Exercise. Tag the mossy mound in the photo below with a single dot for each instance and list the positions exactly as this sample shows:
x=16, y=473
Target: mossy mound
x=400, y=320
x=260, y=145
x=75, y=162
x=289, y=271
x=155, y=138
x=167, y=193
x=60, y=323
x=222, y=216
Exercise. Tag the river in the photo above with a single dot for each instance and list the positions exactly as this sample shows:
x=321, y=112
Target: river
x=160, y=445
# # # # #
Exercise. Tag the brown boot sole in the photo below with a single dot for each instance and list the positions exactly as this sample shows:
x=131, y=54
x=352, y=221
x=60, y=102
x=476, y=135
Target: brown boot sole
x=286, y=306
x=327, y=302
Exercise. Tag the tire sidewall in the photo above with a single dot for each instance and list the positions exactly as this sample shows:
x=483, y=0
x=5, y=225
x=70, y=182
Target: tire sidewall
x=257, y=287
# # # # #
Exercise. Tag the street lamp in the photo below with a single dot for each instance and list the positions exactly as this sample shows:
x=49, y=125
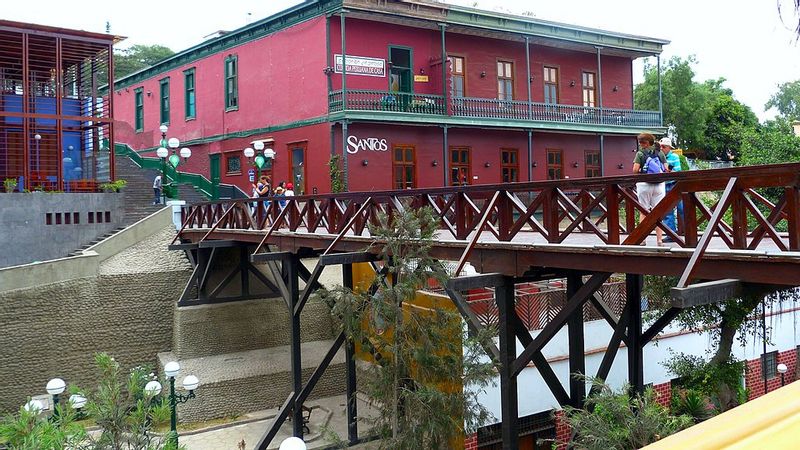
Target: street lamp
# # # # #
### The problem
Return only the number of lines in the data above that include the word "list".

### Output
5